- [Problem statement]:
Transcribe the records that follow exactly. Skip the pictures.

-------- Available data

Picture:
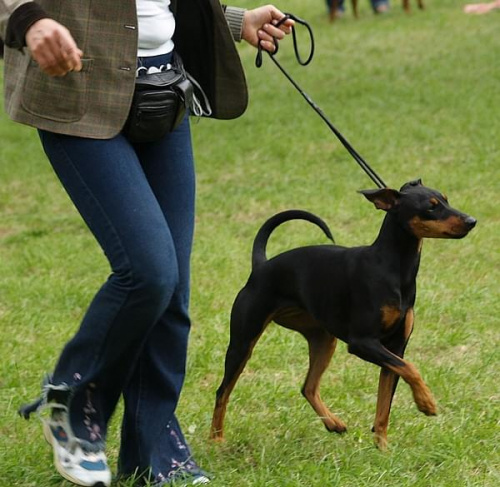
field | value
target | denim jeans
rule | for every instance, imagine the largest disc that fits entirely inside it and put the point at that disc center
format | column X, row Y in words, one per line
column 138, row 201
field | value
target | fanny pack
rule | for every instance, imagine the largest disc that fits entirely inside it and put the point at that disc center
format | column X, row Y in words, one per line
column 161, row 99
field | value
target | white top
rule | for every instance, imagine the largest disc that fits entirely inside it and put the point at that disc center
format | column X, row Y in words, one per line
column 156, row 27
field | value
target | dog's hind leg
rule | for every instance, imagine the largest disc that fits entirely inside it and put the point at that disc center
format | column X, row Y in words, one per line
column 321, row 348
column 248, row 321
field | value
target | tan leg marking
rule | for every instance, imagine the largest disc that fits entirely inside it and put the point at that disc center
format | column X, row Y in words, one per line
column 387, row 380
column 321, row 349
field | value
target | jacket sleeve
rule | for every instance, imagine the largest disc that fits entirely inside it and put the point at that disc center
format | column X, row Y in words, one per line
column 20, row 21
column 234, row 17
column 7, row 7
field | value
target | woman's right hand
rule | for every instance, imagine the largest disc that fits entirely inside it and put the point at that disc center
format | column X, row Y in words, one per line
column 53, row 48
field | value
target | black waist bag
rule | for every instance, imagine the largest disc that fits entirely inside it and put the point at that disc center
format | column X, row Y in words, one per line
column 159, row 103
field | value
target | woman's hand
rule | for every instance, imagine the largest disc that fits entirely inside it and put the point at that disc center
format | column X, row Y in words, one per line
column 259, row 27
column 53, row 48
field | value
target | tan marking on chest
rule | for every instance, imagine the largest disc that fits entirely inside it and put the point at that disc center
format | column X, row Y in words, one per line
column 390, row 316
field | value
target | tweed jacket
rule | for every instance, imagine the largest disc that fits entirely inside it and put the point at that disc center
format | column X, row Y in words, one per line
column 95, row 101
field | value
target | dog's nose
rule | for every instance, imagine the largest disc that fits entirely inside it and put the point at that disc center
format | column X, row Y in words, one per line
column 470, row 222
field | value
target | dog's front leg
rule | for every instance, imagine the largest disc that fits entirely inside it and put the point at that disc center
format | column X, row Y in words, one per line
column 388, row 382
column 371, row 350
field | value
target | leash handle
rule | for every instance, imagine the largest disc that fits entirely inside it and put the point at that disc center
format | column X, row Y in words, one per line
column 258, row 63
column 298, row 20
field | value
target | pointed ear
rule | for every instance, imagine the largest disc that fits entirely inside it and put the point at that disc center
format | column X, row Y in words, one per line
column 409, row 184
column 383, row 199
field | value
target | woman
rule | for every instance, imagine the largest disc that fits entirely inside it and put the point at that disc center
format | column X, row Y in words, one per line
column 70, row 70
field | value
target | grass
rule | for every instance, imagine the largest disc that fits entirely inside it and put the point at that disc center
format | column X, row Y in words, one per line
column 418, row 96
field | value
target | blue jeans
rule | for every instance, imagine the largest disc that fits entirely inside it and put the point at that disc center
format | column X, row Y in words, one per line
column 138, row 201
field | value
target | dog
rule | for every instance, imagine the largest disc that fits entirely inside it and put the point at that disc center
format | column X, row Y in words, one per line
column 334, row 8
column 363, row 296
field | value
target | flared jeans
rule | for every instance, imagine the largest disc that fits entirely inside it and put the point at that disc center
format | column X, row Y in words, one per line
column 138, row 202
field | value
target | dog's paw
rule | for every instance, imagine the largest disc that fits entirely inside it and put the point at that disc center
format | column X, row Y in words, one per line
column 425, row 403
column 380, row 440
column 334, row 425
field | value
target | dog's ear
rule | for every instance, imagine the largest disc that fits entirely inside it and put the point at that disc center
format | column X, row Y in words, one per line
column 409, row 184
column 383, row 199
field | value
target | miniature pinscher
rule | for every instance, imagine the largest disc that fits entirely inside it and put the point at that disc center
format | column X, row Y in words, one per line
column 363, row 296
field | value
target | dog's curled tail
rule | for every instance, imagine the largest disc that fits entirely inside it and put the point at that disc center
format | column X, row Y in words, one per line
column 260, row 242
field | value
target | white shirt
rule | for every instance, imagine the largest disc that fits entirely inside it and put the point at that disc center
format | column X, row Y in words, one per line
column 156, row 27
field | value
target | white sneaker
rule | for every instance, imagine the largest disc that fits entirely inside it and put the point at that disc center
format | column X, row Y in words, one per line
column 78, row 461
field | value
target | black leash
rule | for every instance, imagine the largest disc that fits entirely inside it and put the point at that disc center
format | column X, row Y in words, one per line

----------------

- [Answer below]:
Picture:
field | value
target | denim jeans
rule | for every instance, imagine the largest disc that fits entirely inside it and put the point at that disc center
format | column X, row Y in words, one per line
column 138, row 201
field | value
target | fanny pack
rule | for every instance, imagine the largest disc that fits entirely inside it and put the point at that disc center
format | column X, row Y in words, one per line
column 161, row 99
field | value
target | white top
rule | for every instance, imagine the largest disc that fits entirely inside it and put the point at that disc center
format | column X, row Y in words, one per line
column 156, row 27
field | value
target | dog's hind leg
rule | for every instance, imagine the largest disc that fits entirely inside it and put the point at that disc center
format | column X, row Y in words, one per line
column 321, row 348
column 248, row 321
field | value
target | tan leg marking
rule | for every instance, imagine the largest disc that fits entirely inside it and put the point at that disc center
format | column X, row Y in words, one per line
column 387, row 380
column 321, row 349
field | value
target | jacket sleeve
rule | for every instance, imagine the largest disc that fits entirely inside it and put the point at that disc center
format | column X, row Y in words, one per line
column 20, row 21
column 234, row 17
column 7, row 7
field | value
target | woman's right hand
rule | for every instance, imagine the largest disc that fits entirely inside it and put the point at that disc center
format | column X, row Y in words, one per line
column 53, row 48
field | value
target | black waist bag
rule | for every instance, imagine the largest disc that fits entirely inside it and put the point at that disc center
format | column X, row Y in words, one per line
column 159, row 103
field | value
target | woman's hand
rule | for every instance, imagine the largest disc that fits entirely inside it and put the point at that disc center
format | column X, row Y in words, one per line
column 259, row 27
column 53, row 48
field | value
target | tan marking on chest
rule | for every instance, imagine the largest disc that fits entirely inside it and put the point at that disc center
format | column X, row Y in words, one per line
column 390, row 316
field | value
target | tweed jacket
rule | for every instance, imagine the largest disc that fits entirely inside it and put the point at that disc center
format | column X, row Y in words, one per line
column 95, row 101
field | value
target | dog's nose
rule | for every instance, imagine the largest disc that fits entirely inside it and put the point at that disc center
format | column X, row Y in words, one per line
column 470, row 222
field | value
target | dog's front leg
rule | for every instance, imagine the largest disc that fits entirely inside it and put the point at that disc center
format | column X, row Y in words, one per line
column 388, row 382
column 371, row 350
field | value
target | leash handle
rule | for every instance, imagine the largest disc that fits entirely inside it and put the point at that disc center
format | column X, row Y in words, one per line
column 258, row 63
column 298, row 20
field | value
target | pointed ear
rule | for every instance, imagine the largest disc that fits entirely inside it and put the point at that disc center
format | column X, row Y in words, one per line
column 409, row 184
column 383, row 199
field | value
target | woman
rule | for every instance, imagine the largest disc that fits entirely inside it and put the point at that disc center
format | column X, row Y in words, one per line
column 70, row 70
field | value
target | grass
rule | for every instance, imagine the largest disc that fits entirely inside it and put the point at that disc center
format | column X, row Y in words, one per line
column 418, row 96
field | value
target | blue jeans
rule | for every instance, imagine the largest disc that fits entirely inside it and put the point at that disc center
format | column X, row Y in words, one per line
column 138, row 201
field | value
target | dog
rule | for every instance, imagine the largest disc that fits entirely inside it and put the point at that disc center
format | column X, row Y in words, one per line
column 334, row 8
column 363, row 296
field | value
target | flared jeans
rule | for every instance, imagine the largest disc that fits entirely inside it and put the point at that disc center
format | column X, row Y in words, one per line
column 138, row 202
field | value
target | dog's paw
rule | for every instance, imagine the largest disc that fits entirely inside it and put the point at that disc center
format | column X, row Y in words, one per line
column 425, row 403
column 380, row 440
column 334, row 425
field | value
target | dog's ear
rule | for every instance, imagine the largest disc that fits entirely inside it and put the point at that disc center
format | column X, row Y in words, one per line
column 409, row 184
column 383, row 199
field | value
target | miniature pinscher
rule | for every instance, imagine the largest disc that fits entirely inside it and put the point at that disc center
format | column X, row Y in words, one per line
column 363, row 296
field | value
target | dog's curled tail
rule | for every instance, imagine the largest disc that fits entirely inside it and put the point at that disc center
format | column X, row Y in words, one per line
column 260, row 242
field | value
target | white shirt
rule | for every instance, imagine the largest disc that fits entirely inside it and put the point at that disc center
format | column X, row Y in words, one per line
column 156, row 27
field | value
target | white sneaker
rule | for every instance, imagine the largest disc that fits entirely inside it and put the point at that disc center
format | column X, row Y in words, one per line
column 78, row 461
field | value
target | black leash
rule | for every instance, imagine the largest disc that fits entirely inside it and put the point at that disc center
format | column X, row Y in words, one per line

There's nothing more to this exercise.